- _REQUEST_
Please continue the methane passage below from where it stops.
--- start DOCUMENT TEXT ---
Dalsøren et al. (2016) addressed the atmospheric CH4 evolution over the last 40 years using the OsloCTM3 model, and found that for Zeppelin, wetland emissions and fossil gas emissions are the main contributors in summer and winter, respectively. The highest ambient CH4 mixing ratio measured at Zeppelin (Fig. 3) was on 5 December 2017, at 2016.3 ppb. The transport pattern for that day shows a strong influence from Russian industrial pollution from north-western Siberia (NILU, 2018). Fugitive emissions from Russian gas installations are a possible source of this CH4. However, on this particular day, both carbon monoxide (CO) and CO2 levels were also very high, possibly implicating industrial pollution.
There is most likely a combination of reasons for the recent strong increases in CH4 and the dominating reason is not clear. A probable explanation is increased CH4 emissions from wetlands, both in the tropics as well as in the Arctic region, in addition to increases in emission from the fossil fuel industry. Ethane and CH4 are emitted together from fossil oil and gas sources, and a slight decrease or stable level in ethane at Zeppelin (Dalsøren et al., 2018) supports the hypothesis that wetland emission changes are a large contributor to increasing CH4 mixing ratios. Emissions from the ocean could also be an important factor, which we investigate in depth in this study (Sects. 3.3–3.4).
--- end DOCUMENT TEXT ---
--- start EXCERPTED RECORDS ---
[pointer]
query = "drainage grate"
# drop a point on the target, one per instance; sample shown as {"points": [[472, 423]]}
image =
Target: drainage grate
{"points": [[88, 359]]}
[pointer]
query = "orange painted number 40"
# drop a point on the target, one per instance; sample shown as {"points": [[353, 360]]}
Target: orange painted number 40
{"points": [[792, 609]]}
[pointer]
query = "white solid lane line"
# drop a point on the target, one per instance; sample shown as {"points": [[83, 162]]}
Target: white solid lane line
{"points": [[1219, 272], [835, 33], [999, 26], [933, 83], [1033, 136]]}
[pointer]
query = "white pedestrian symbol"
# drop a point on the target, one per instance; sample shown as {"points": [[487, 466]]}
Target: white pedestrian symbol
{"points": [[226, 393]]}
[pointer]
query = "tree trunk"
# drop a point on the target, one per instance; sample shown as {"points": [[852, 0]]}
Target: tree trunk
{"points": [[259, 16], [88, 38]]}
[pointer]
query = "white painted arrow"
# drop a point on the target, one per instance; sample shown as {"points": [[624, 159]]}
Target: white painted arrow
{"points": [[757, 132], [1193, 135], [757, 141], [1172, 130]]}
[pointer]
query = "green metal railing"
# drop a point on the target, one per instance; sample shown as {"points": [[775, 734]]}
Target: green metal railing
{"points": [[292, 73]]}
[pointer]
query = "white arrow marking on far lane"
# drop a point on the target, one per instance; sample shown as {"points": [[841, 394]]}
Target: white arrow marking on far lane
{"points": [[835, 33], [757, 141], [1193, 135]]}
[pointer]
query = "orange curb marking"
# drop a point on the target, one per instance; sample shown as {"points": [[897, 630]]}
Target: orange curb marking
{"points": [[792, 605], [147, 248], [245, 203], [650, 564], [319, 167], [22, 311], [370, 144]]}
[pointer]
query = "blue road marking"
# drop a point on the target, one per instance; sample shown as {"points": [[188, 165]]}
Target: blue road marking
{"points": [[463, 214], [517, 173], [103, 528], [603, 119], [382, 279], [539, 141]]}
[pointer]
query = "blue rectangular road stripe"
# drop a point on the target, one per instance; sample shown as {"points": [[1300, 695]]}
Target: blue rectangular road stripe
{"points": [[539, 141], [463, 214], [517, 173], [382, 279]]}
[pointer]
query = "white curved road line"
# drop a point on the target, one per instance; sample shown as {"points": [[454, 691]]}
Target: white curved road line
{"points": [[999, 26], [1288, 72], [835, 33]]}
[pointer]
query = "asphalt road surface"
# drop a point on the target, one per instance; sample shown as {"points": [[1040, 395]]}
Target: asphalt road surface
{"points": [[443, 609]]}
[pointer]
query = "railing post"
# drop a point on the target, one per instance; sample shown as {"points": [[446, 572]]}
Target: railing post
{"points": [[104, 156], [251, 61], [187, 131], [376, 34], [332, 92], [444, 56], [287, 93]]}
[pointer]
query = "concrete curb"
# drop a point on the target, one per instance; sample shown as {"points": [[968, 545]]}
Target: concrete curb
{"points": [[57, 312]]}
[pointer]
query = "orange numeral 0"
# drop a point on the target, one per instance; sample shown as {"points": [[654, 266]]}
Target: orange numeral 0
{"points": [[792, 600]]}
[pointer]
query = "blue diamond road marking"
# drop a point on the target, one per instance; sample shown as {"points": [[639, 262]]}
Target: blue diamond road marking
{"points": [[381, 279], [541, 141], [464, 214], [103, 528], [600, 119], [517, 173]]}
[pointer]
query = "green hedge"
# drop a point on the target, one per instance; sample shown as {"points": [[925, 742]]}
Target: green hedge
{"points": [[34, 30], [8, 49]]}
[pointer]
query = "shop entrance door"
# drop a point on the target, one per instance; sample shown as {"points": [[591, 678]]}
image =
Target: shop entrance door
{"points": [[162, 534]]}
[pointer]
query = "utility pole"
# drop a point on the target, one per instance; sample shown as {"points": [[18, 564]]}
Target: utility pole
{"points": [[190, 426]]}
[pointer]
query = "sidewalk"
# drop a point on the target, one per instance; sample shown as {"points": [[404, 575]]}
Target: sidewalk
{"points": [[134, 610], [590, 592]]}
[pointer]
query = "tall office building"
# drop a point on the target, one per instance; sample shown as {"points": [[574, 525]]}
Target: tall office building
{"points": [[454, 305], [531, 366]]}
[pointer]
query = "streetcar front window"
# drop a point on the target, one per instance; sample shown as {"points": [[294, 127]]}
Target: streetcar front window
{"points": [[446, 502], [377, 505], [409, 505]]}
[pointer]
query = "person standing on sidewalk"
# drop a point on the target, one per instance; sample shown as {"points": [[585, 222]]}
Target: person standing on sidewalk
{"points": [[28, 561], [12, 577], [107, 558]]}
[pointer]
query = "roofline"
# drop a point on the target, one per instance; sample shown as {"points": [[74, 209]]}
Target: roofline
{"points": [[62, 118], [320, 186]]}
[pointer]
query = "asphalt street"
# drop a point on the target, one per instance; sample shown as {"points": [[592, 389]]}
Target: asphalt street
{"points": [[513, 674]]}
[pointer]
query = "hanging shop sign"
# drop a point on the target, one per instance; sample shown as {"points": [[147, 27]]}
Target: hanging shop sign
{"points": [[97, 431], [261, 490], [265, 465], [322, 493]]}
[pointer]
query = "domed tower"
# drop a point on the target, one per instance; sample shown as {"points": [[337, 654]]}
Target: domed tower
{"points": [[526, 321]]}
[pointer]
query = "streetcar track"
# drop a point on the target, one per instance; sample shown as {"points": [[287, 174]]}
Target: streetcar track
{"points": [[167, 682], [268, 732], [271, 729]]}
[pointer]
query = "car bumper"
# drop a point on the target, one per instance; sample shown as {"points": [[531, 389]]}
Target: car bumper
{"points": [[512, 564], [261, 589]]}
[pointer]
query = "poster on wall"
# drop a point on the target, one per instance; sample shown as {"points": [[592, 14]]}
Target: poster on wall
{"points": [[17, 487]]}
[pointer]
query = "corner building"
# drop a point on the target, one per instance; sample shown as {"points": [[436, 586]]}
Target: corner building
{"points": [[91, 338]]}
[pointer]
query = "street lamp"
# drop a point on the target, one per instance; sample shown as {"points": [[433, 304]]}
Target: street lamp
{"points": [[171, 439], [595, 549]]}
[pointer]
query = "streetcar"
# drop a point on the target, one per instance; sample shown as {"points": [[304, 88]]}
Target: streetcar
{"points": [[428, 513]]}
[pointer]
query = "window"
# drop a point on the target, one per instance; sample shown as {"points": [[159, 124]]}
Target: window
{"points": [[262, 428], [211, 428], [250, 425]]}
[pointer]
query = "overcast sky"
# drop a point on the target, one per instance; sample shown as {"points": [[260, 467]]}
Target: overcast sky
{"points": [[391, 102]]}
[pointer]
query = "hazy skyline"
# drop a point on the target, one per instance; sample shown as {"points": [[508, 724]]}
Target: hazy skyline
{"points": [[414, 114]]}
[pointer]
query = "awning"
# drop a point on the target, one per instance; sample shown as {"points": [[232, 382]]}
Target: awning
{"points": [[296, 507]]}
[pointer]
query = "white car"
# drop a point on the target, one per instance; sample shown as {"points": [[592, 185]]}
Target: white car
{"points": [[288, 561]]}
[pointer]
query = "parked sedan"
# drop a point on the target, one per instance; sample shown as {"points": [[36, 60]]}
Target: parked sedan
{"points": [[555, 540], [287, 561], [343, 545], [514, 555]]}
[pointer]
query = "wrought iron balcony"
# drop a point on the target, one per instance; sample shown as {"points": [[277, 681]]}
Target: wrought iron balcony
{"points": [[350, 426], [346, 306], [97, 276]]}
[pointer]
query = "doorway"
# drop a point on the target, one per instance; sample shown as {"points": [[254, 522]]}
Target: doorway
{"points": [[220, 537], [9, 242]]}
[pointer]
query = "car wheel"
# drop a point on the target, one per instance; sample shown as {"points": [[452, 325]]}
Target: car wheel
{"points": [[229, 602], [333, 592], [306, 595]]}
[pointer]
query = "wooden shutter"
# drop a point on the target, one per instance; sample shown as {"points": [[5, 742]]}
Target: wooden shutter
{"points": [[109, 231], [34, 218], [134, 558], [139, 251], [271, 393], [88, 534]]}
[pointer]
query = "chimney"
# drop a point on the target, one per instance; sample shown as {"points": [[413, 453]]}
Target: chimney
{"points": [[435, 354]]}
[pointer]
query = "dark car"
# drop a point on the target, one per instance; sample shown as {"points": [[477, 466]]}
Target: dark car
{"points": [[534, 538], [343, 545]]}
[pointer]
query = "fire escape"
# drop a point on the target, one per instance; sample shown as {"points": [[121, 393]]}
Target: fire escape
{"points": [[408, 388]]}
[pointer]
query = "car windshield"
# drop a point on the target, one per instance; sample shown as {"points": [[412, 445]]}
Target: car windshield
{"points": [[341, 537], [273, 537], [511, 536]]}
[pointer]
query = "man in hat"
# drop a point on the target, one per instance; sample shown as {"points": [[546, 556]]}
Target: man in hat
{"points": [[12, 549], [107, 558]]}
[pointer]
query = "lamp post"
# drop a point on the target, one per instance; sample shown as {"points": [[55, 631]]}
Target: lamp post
--- end EXCERPTED RECORDS ---
- _RESULT FOR THIS EXERCISE_
The main high-latitude source regions for anthropogenic CH4 emission are the oil and gas fields in Arctic north-western Russia and western Siberia, particularly in the Pechora and Ob River regions (Fig. 4a). These regions are responsible for 20 % of the world's natural gas production and leak rates may be as high as 10 % (Hayhoe et al., 2002; Thompson et al., 2017). Furthermore, according to the GAINS-ECLIPSE model, fuel production and distribution represented the largest fraction, ∼87 %, of CH4 emissions from Asian Russia. These emissions are expected to steadily increase from an estimated 12 900–14 400 kt CH4 yr−1 between 2010 and 2030, still markedly down from an estimated 19 600 kt CH4 yr−1 in 1990. Some areas of western Europe, e.g. the UK and the Netherlands, are also expected to influence high-latitude CH4 mixing ratios. Western European CH4 emissions are from waste treatment and agriculture and are expected to steadily decrease. Meanwhile, for wetland emissions, the source regions are much more widely distributed, covering in particular large areas of Siberia, north-western Russia, Fennoscandia, western Europe, and North America. Finally, biomass burning events tend to occur in heavily forested regions of eastern Siberia and Canada (Fig. 4a). Wetland emissions are expected to dominate from June to September above 60∘ N, with anthropogenic emissions dominant for the rest of the year (Fig. 4b).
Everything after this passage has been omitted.